**INSTRUCTIONS TO FOLLOW**
Below is a set of records; restate each one word for word.

::: RECORDS PROVIDED

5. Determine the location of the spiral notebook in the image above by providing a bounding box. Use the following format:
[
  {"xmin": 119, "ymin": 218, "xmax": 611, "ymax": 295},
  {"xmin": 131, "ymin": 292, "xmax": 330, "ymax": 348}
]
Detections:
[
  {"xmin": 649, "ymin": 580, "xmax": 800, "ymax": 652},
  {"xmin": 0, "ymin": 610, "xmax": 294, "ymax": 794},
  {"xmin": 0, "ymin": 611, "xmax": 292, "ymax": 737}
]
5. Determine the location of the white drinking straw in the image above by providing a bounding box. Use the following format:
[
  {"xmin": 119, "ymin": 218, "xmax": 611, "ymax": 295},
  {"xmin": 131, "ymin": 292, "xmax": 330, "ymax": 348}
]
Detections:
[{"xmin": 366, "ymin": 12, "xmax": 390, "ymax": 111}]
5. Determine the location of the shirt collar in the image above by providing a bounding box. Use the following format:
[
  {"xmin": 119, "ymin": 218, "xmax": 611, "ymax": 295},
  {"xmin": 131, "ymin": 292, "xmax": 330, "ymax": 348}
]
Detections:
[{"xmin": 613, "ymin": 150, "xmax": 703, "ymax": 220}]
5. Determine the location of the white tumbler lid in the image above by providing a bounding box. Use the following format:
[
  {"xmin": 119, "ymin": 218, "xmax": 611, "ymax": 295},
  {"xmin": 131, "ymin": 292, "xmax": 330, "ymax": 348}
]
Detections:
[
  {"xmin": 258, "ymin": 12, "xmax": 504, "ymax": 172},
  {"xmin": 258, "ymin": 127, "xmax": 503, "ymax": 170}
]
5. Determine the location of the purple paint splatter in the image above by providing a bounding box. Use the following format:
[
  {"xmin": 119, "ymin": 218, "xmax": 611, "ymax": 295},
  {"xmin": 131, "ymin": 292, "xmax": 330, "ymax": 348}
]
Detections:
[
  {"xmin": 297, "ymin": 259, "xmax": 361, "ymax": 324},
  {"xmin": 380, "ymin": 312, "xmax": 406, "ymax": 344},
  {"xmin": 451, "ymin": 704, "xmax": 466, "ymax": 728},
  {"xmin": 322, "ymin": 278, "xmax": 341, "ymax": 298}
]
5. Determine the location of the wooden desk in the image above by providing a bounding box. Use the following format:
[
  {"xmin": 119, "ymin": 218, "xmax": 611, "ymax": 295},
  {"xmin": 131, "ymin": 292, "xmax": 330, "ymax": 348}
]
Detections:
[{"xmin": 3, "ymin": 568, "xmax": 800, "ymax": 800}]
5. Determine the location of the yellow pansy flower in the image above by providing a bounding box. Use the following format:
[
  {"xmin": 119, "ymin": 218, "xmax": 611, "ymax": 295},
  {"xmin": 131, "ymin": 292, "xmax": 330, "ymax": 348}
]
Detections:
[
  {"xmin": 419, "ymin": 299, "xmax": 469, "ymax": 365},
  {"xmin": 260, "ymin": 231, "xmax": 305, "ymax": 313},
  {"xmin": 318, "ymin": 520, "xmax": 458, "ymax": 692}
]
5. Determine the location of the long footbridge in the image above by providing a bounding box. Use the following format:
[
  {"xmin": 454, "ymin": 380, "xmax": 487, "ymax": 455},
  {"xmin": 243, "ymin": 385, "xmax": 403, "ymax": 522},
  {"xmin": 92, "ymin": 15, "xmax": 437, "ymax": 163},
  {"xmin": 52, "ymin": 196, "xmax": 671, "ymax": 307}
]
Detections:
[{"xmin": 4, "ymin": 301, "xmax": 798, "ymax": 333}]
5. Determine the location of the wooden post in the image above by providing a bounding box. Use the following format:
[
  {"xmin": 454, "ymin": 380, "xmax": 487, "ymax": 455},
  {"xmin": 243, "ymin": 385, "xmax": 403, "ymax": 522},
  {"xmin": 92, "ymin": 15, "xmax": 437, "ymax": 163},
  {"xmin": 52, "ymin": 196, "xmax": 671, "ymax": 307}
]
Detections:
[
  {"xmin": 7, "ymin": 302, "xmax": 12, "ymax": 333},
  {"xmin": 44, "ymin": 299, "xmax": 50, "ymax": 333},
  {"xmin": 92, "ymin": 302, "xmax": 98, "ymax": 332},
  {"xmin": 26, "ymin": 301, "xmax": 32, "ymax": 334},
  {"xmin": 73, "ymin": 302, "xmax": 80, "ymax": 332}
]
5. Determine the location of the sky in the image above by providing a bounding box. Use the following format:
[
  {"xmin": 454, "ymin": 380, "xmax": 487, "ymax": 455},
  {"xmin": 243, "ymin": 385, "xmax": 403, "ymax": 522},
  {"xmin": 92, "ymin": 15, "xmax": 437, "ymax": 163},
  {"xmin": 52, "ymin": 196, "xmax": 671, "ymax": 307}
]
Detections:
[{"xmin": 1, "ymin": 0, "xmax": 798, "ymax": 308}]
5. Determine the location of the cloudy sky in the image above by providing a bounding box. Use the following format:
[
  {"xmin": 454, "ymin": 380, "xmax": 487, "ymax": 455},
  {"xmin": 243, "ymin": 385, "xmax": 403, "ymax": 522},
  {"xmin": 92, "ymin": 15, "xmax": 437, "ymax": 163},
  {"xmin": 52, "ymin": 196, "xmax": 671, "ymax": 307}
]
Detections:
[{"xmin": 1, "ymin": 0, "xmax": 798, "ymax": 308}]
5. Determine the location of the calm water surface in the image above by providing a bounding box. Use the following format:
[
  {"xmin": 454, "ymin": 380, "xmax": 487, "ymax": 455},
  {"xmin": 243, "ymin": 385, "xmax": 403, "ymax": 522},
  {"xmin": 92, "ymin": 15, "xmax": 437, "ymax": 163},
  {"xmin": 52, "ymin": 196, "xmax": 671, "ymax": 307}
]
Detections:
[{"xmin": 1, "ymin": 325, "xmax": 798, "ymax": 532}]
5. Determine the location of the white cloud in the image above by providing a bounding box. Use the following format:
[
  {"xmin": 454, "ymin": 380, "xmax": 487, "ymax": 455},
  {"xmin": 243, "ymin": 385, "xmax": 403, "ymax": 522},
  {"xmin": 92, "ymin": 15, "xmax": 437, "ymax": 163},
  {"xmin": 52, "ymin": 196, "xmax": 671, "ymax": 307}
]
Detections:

::::::

**ANSWER SPACE**
5. Determine the location of the spiral notebook in the image above by providing a bounding box. Use the following format:
[
  {"xmin": 119, "ymin": 218, "xmax": 611, "ymax": 295},
  {"xmin": 131, "ymin": 292, "xmax": 330, "ymax": 348}
]
Detections:
[
  {"xmin": 649, "ymin": 580, "xmax": 800, "ymax": 652},
  {"xmin": 0, "ymin": 610, "xmax": 294, "ymax": 794},
  {"xmin": 0, "ymin": 611, "xmax": 292, "ymax": 737}
]
5. Determine the location of the white drinking straw in the image above by providing a bounding box. Use the following format:
[
  {"xmin": 119, "ymin": 218, "xmax": 611, "ymax": 295},
  {"xmin": 131, "ymin": 292, "xmax": 330, "ymax": 348}
]
Detections:
[{"xmin": 366, "ymin": 12, "xmax": 390, "ymax": 111}]
5. Determine the location of the shirt collar in the image above by providing a bounding box. Use the following format:
[
  {"xmin": 119, "ymin": 218, "xmax": 611, "ymax": 295},
  {"xmin": 131, "ymin": 292, "xmax": 330, "ymax": 348}
]
Detections:
[{"xmin": 613, "ymin": 150, "xmax": 703, "ymax": 220}]
5. Determine the location of the white tumbler lid in the image above by providing a bounding box. Use the following format:
[
  {"xmin": 119, "ymin": 218, "xmax": 611, "ymax": 295},
  {"xmin": 131, "ymin": 292, "xmax": 330, "ymax": 348}
]
Detections:
[
  {"xmin": 258, "ymin": 12, "xmax": 504, "ymax": 172},
  {"xmin": 258, "ymin": 127, "xmax": 503, "ymax": 170}
]
5. Determine the location of the purple paint splatter in the image above by providing a bounding box. Use the following format:
[
  {"xmin": 119, "ymin": 218, "xmax": 611, "ymax": 295},
  {"xmin": 131, "ymin": 292, "xmax": 330, "ymax": 348}
]
Detections:
[
  {"xmin": 297, "ymin": 259, "xmax": 361, "ymax": 324},
  {"xmin": 380, "ymin": 312, "xmax": 406, "ymax": 344},
  {"xmin": 451, "ymin": 704, "xmax": 466, "ymax": 728},
  {"xmin": 322, "ymin": 278, "xmax": 341, "ymax": 298}
]
5. Determine the location of the wooden desk in the image above by providing a bounding box. Use the following format:
[
  {"xmin": 119, "ymin": 218, "xmax": 611, "ymax": 295},
  {"xmin": 131, "ymin": 292, "xmax": 330, "ymax": 348}
]
Detections:
[{"xmin": 3, "ymin": 568, "xmax": 800, "ymax": 800}]
5. Determine the location of the yellow pansy flower in the image above by providing a bounding box. Use the following format:
[
  {"xmin": 119, "ymin": 218, "xmax": 611, "ymax": 295},
  {"xmin": 131, "ymin": 292, "xmax": 330, "ymax": 348}
]
Detections:
[
  {"xmin": 419, "ymin": 299, "xmax": 469, "ymax": 365},
  {"xmin": 260, "ymin": 231, "xmax": 305, "ymax": 313},
  {"xmin": 318, "ymin": 520, "xmax": 458, "ymax": 692}
]
5. Determine the location of the long footbridge in the image above by providing a bounding box. Use the following format:
[
  {"xmin": 454, "ymin": 380, "xmax": 487, "ymax": 455},
  {"xmin": 243, "ymin": 385, "xmax": 403, "ymax": 522},
  {"xmin": 92, "ymin": 15, "xmax": 437, "ymax": 163},
  {"xmin": 52, "ymin": 196, "xmax": 671, "ymax": 307}
]
Detections:
[{"xmin": 4, "ymin": 301, "xmax": 798, "ymax": 333}]
5. Determine the location of the wooden post in the image above by providing a bounding box. Use the following format:
[
  {"xmin": 454, "ymin": 380, "xmax": 487, "ymax": 455},
  {"xmin": 243, "ymin": 385, "xmax": 403, "ymax": 522},
  {"xmin": 92, "ymin": 15, "xmax": 437, "ymax": 163},
  {"xmin": 52, "ymin": 196, "xmax": 671, "ymax": 307}
]
Detections:
[
  {"xmin": 7, "ymin": 302, "xmax": 12, "ymax": 333},
  {"xmin": 44, "ymin": 299, "xmax": 50, "ymax": 333},
  {"xmin": 92, "ymin": 302, "xmax": 98, "ymax": 332},
  {"xmin": 26, "ymin": 301, "xmax": 32, "ymax": 334},
  {"xmin": 73, "ymin": 302, "xmax": 80, "ymax": 332}
]
5. Determine the location of the sky in the image above by providing a bounding box. Use the following format:
[
  {"xmin": 454, "ymin": 380, "xmax": 487, "ymax": 455},
  {"xmin": 243, "ymin": 385, "xmax": 403, "ymax": 522},
  {"xmin": 92, "ymin": 15, "xmax": 437, "ymax": 163},
  {"xmin": 52, "ymin": 196, "xmax": 671, "ymax": 307}
]
Detections:
[{"xmin": 1, "ymin": 0, "xmax": 798, "ymax": 308}]
5. Determine the location of the cloudy sky in the image above by providing a bounding box. Use the following format:
[
  {"xmin": 454, "ymin": 380, "xmax": 487, "ymax": 455},
  {"xmin": 243, "ymin": 385, "xmax": 403, "ymax": 522},
  {"xmin": 92, "ymin": 15, "xmax": 437, "ymax": 163},
  {"xmin": 52, "ymin": 196, "xmax": 671, "ymax": 307}
]
Detections:
[{"xmin": 1, "ymin": 0, "xmax": 798, "ymax": 308}]
5. Determine the location of the calm water surface in the image above by providing a bounding box. Use the following format:
[
  {"xmin": 454, "ymin": 380, "xmax": 487, "ymax": 455},
  {"xmin": 243, "ymin": 385, "xmax": 403, "ymax": 522},
  {"xmin": 92, "ymin": 15, "xmax": 437, "ymax": 163},
  {"xmin": 52, "ymin": 196, "xmax": 671, "ymax": 307}
]
Detections:
[{"xmin": 1, "ymin": 325, "xmax": 798, "ymax": 532}]
5. Determine the location of the white cloud in the image above by providing a bounding box. Use the following format:
[
  {"xmin": 454, "ymin": 380, "xmax": 487, "ymax": 455},
  {"xmin": 243, "ymin": 385, "xmax": 403, "ymax": 522},
  {"xmin": 92, "ymin": 15, "xmax": 437, "ymax": 163},
  {"xmin": 52, "ymin": 196, "xmax": 671, "ymax": 307}
]
Detections:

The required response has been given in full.